(Rows from a dataset)

▽

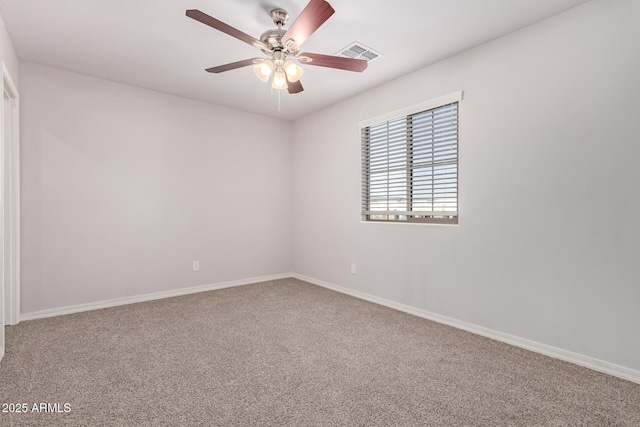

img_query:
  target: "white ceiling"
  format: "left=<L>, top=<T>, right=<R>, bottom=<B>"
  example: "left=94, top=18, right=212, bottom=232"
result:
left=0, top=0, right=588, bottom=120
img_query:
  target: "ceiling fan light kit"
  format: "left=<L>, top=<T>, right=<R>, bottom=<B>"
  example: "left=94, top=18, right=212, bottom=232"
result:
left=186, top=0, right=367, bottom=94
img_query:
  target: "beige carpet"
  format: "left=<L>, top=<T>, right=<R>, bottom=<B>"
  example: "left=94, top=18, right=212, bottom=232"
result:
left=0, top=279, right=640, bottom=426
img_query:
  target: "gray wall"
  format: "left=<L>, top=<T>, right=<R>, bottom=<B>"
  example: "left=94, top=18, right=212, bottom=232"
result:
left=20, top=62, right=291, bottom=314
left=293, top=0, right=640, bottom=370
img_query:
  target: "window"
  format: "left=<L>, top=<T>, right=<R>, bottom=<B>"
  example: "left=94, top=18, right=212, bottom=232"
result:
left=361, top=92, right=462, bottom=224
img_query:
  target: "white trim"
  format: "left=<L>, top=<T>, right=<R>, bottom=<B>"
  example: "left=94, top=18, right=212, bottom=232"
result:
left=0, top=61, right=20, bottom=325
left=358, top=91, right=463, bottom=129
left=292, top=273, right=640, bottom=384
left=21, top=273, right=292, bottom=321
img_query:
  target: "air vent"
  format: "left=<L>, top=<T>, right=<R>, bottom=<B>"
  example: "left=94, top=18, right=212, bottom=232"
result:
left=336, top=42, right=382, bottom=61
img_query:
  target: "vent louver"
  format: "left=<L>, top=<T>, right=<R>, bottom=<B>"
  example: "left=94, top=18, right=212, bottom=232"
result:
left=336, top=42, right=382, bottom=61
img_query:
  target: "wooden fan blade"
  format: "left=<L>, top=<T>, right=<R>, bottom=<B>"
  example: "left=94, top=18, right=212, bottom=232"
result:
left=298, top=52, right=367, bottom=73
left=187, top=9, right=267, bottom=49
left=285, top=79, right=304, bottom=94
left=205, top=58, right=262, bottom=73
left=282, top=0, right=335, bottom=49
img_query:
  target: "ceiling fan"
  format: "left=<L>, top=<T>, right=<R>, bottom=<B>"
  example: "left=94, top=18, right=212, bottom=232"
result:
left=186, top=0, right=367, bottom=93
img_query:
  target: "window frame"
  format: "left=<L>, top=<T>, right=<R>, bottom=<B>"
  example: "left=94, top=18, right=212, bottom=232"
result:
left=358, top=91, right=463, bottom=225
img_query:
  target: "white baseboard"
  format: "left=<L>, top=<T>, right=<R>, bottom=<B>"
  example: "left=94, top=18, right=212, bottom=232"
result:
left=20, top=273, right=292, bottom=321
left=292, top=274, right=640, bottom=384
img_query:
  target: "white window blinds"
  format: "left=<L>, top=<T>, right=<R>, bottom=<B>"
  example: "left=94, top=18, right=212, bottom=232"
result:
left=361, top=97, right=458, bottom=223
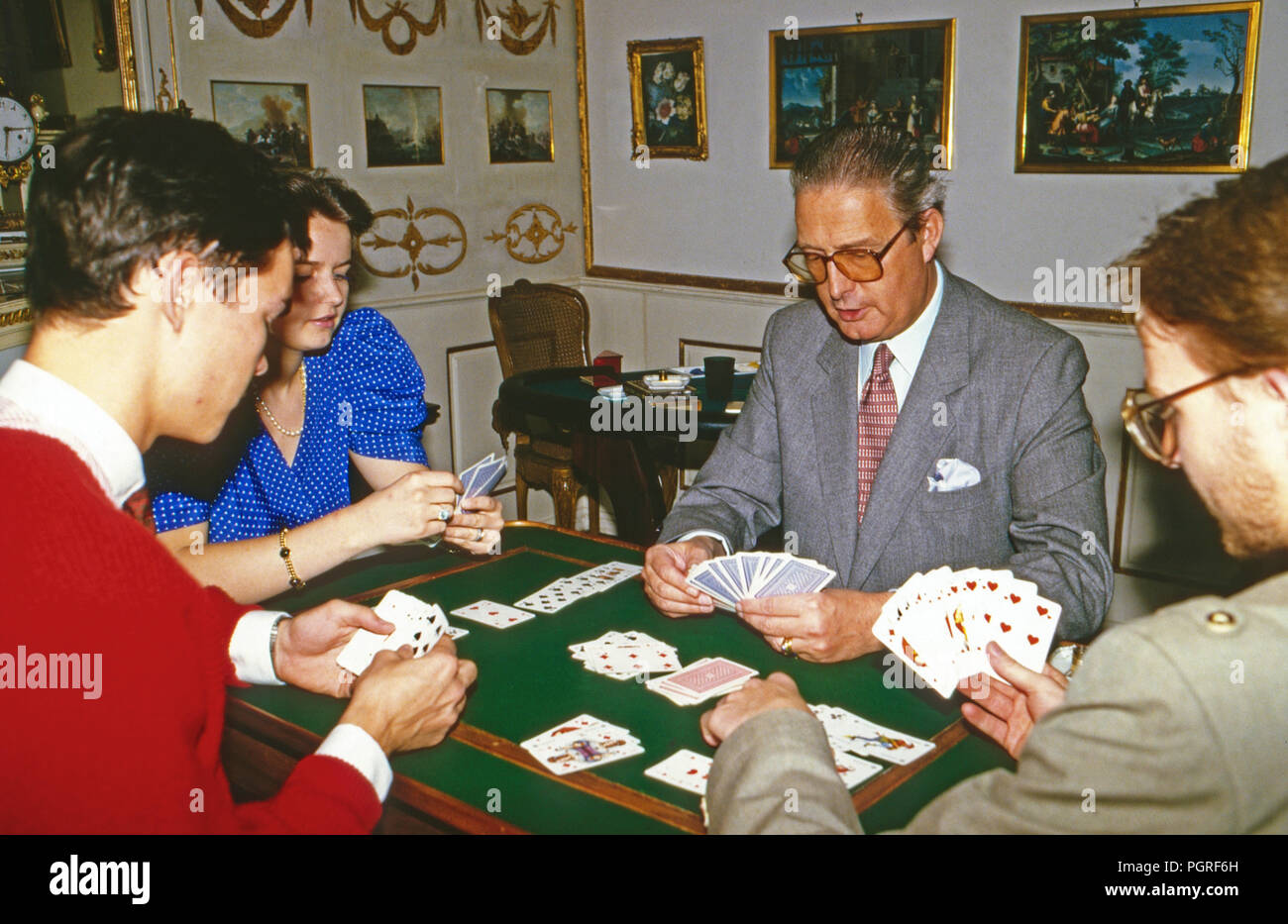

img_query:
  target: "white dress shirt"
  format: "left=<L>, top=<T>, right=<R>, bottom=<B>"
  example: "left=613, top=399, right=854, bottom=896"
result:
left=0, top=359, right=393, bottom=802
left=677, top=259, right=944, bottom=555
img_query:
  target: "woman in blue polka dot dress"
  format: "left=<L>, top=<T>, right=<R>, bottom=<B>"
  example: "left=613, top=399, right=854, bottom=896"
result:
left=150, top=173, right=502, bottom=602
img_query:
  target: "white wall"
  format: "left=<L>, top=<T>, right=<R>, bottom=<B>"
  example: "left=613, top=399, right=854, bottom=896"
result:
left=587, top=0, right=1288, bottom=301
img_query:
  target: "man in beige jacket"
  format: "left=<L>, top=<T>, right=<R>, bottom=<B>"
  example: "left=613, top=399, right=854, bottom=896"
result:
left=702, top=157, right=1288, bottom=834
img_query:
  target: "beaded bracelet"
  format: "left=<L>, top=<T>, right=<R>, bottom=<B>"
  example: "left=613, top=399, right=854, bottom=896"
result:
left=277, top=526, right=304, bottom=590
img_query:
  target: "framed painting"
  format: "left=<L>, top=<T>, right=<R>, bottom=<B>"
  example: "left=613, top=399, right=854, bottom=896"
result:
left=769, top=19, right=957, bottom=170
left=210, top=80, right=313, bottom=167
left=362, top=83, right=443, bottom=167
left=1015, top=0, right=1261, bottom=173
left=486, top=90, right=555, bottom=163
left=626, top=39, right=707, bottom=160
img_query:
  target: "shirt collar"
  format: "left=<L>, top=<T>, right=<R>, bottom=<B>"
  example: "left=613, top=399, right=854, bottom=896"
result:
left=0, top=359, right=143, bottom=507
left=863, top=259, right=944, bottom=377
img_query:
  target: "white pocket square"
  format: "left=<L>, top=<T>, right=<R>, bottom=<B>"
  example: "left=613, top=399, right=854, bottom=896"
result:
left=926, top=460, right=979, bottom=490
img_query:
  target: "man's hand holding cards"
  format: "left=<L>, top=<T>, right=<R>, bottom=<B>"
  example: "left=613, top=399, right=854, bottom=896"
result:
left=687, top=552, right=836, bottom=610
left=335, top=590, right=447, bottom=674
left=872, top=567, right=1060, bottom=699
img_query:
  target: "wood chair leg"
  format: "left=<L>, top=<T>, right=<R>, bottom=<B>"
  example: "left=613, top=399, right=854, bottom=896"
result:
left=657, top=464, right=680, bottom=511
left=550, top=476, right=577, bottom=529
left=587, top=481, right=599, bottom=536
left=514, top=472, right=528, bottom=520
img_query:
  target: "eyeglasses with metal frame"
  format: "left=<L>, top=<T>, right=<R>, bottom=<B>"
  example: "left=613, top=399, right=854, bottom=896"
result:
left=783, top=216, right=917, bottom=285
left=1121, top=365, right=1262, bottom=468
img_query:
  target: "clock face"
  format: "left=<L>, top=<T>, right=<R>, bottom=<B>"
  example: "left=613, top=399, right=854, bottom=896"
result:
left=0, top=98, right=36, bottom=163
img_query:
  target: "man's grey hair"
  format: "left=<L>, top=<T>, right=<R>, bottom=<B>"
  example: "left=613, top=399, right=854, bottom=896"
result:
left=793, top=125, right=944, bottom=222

△

GIVEN TASK: Select every line in the entries above that contains the word "ceiling", and copy each of those lines. Treat case as significant, so only lines with that exact capitalization count.

RESULT OF THIS TASK:
  target: "white ceiling"
  target: "ceiling fan light kit"
  target: "ceiling fan"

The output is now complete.